#### SUPPLIED PASSAGE:
>>>
Could you elaborate?

littlestymaar · 2026-03-04T06:33:08 1772605988

For what we know, most AI labs have used a majority of artificially data since 2023.

I had a discussion about a year ago with a researcher at Kyutai and they told me their lab was spending an order of magnitude more compute in artificial data generation than what they spent in training proper. I can't tell if that ratio applies to the industry as a whole, but artificial datasets are the cornerstone of modern AI training.

the_af · 2026-03-04T12:01:33 1772625693

How does it work? How do they prevent model colapse? What purpose does a majority of artificial data serve?

How do they measure success?

Edit: I asked ChatGPT and it thinks "success" means frontier models being distillated into smaller models with equal reasoning power, or more focused models for specific tasks, and also it claims the web has been basically scrapped already and by necessity new sources are needed, of which synthetic data is one. It seems like the basis of scifi dystopia to me, a hungry LLM looking for new sources of data... "feed me more data! I must be fed! Roar"

Edit 2: for some things I see a clear path, ChatGPT mentions autogenerating coding or math problems for which the solution can be automatically verified, so that you can hone the logical skills of the model at large scale.

littlestymaar · 2026-03-04T22:14:44 1772662484

I no specialist of the field at all, but in the context of Kyutai they explained their workflow a bit to make their speech to speech model. And basically it boils down to: if you want to make a TTS (text to speech) model, you can generate audio track using an STT (speech to text) model, and then you have a supervised audio/text pair. You can even add as much noise to the audio as you want, to make a noise resistant STT model.

suddenlybananas · 2026-03-04T07:30:01 1772609401

I find this very surprising, do you have any papers on the kinds of techniques that they use?

nhecker · 2026-03-03T20:35:47 1772570147

EDIT: probably not relevant, after re-re-reading the comment in question.

Presumably littlestymaar is talking about all the LLM-generated output that's publicly available on the Internet (in various qualities but significant quantity) and there for the scraping.
<<<
[Collected data]
>>>
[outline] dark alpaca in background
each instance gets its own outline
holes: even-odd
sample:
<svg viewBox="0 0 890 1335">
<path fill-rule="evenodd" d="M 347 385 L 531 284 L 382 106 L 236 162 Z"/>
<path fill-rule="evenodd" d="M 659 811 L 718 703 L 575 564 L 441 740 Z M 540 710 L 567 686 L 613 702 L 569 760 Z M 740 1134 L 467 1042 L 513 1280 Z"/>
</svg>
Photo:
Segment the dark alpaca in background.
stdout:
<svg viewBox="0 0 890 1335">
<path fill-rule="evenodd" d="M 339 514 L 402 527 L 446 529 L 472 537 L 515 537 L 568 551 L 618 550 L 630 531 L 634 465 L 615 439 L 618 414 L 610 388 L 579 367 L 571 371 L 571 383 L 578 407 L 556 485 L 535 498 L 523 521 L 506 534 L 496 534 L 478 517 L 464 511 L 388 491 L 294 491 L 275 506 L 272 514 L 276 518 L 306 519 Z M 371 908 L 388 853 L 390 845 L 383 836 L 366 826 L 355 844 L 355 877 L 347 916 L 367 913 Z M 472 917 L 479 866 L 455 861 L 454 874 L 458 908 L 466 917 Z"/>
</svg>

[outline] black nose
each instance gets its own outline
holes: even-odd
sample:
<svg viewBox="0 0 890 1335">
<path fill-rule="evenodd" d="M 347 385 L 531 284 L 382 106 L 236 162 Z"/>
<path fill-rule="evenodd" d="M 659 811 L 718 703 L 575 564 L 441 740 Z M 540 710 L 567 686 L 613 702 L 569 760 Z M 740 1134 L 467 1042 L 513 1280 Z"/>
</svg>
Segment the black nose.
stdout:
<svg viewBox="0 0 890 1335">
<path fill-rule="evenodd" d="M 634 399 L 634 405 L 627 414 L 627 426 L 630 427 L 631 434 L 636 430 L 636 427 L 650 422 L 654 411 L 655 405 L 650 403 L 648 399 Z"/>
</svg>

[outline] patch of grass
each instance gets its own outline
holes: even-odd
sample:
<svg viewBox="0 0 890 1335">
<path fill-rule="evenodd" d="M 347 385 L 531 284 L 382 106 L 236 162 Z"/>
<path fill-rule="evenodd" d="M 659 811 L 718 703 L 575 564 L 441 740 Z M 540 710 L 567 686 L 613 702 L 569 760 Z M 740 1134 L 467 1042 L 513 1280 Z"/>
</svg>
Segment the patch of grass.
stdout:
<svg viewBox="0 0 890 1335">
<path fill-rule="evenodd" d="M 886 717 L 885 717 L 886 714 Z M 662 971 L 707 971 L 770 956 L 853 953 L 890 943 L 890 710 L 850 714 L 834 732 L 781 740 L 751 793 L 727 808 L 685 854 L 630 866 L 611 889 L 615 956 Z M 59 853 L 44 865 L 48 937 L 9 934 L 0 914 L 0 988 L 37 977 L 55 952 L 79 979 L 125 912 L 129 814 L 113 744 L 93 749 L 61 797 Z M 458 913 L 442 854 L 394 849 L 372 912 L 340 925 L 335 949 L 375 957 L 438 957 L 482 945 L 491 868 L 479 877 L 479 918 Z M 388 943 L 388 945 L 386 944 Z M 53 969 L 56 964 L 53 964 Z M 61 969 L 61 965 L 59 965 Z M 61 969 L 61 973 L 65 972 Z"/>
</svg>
<<<
#### SET OF TASKS:
(a) Copy the thread on synthetic training data word for word, from "Could you elaborate?" to "modern AI training.".
(b) In the thread on synthetic training data, how did the Kyutai lab's compute for artificial data generation compare with its compute for training?
The records stand apart from the thread and are separate material.

#### ANSWERS FOR EACH ITEM:
(a)
Could you elaborate?

littlestymaar · 2026-03-04T06:33:08 1772605988

For what we know, most AI labs have used a majority of artificially data since 2023.

I had a discussion about a year ago with a researcher at Kyutai and they told me their lab was spending an order of magnitude more compute in artificial data generation than what they spent in training proper. I can't tell if that ratio applies to the industry as a whole, but artificial datasets are the cornerstone of modern AI training.

(b) The lab spent an order of magnitude more compute on artificial data generation than on training proper.